■ Data to examine ■
:::::
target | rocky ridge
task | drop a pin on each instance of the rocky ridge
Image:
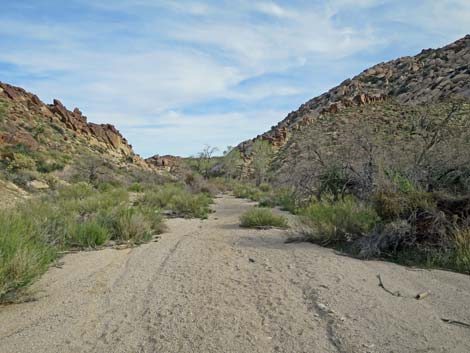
(24, 110)
(432, 75)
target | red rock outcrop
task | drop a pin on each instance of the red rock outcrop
(432, 75)
(72, 120)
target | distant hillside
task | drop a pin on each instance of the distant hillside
(43, 142)
(431, 76)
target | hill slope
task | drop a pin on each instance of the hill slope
(432, 75)
(42, 143)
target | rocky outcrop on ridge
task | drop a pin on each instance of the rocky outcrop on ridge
(25, 105)
(432, 75)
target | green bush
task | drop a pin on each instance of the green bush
(88, 235)
(130, 224)
(188, 205)
(394, 205)
(336, 222)
(24, 254)
(75, 216)
(265, 187)
(461, 241)
(262, 217)
(285, 198)
(49, 167)
(136, 187)
(177, 199)
(20, 161)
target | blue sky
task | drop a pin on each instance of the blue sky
(175, 75)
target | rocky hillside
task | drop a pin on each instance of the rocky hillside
(431, 76)
(40, 142)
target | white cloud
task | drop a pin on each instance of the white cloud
(144, 60)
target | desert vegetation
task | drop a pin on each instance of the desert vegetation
(85, 216)
(259, 217)
(387, 180)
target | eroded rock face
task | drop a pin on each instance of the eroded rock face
(166, 162)
(73, 120)
(430, 76)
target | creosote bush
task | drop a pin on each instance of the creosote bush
(461, 238)
(76, 216)
(262, 217)
(330, 222)
(179, 200)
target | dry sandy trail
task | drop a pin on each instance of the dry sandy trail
(209, 286)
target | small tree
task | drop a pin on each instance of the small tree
(262, 154)
(232, 162)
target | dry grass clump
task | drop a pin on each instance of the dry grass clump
(262, 218)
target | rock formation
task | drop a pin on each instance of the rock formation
(432, 75)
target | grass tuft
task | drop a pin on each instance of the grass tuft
(262, 217)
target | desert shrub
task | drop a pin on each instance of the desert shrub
(155, 218)
(334, 181)
(20, 161)
(285, 198)
(197, 184)
(385, 240)
(394, 205)
(247, 191)
(176, 198)
(265, 187)
(49, 167)
(77, 216)
(461, 240)
(335, 222)
(24, 254)
(136, 187)
(88, 234)
(262, 217)
(267, 200)
(76, 191)
(189, 206)
(129, 224)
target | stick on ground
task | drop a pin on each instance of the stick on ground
(381, 284)
(454, 322)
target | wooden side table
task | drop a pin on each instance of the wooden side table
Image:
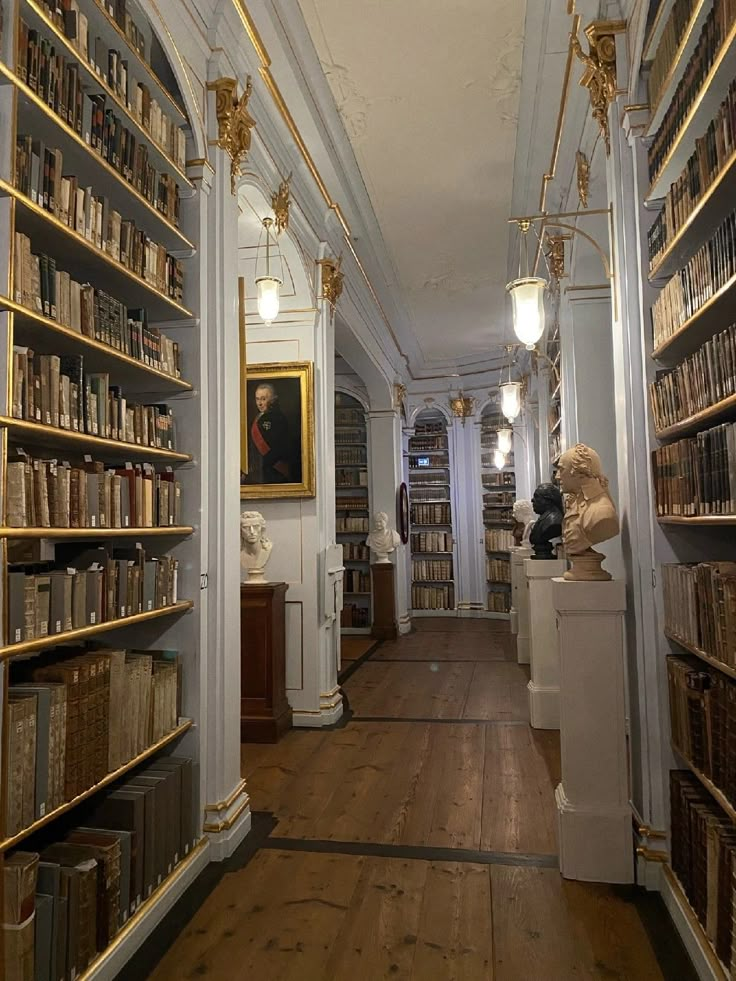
:::::
■ Task objective ■
Exact copy, no pictures: set down all the entries again as they stand.

■ Response to the task ■
target | rocky ridge
task | drop a pin on each instance of the rocky ridge
Image:
(24, 110)
(432, 75)
target | red rock outcrop
task | drop a pin on each instance of the red rock outcrop
(432, 75)
(72, 120)
target | distant hillside
task | drop a pin on each instance of the distant hillside
(43, 142)
(431, 76)
target | hill slope
task | drop a pin on each instance of the hill slope
(432, 75)
(42, 143)
target | rocky outcrop on ridge
task | drop a pin on each instance of the rocky outcrop on ridge
(25, 105)
(432, 75)
target | green bush
task | drop a pin on each instance of the green bush
(88, 235)
(130, 224)
(188, 205)
(394, 205)
(336, 222)
(24, 254)
(75, 216)
(265, 187)
(461, 241)
(262, 217)
(285, 198)
(49, 167)
(136, 187)
(177, 199)
(20, 161)
target | blue sky
task | drop a pin on each instance of the blue sky
(175, 75)
target | rocky hillside
task | drop a pin on each instance of the rocky hillside
(431, 76)
(40, 142)
target | white cloud
task | drop a pin on each instance of the white cloud
(144, 60)
target | desert vegetation
task | drop a pin on each instance of the desert vegetation
(85, 216)
(259, 217)
(387, 180)
target | eroded rock face
task | drop a pin on each instance of the eroded rock face
(166, 162)
(73, 120)
(430, 76)
target | creosote bush
task | drop a pin on each instance of the creosote bush
(461, 238)
(76, 216)
(262, 217)
(330, 222)
(179, 200)
target | dry sandy trail
task | drop a pin on each instance of the dry sandy trail
(209, 286)
target | small tree
task | drop a pin on each instance of the small tree
(262, 154)
(232, 162)
target | dry grass clump
task | drop a pin on each instance of the dry grass clump
(262, 218)
target | rock formation
task | drop a pin on each instance of the rock formation
(432, 75)
target | grass tuft
task | drop a pin on each instance of the grass tuft
(262, 217)
target | desert shrub
task | drop a pin on each instance of the desert shrub
(155, 218)
(334, 181)
(20, 161)
(285, 198)
(197, 184)
(385, 240)
(394, 205)
(247, 191)
(176, 198)
(265, 187)
(49, 167)
(77, 216)
(461, 240)
(335, 222)
(24, 254)
(136, 187)
(88, 234)
(262, 217)
(267, 200)
(76, 191)
(189, 206)
(129, 224)
target | stick on ground
task | drop a pin on each instance of the stick on ground
(381, 284)
(454, 322)
target | wooden side table
task | drop a pin on each instance of the wooden side table
Image:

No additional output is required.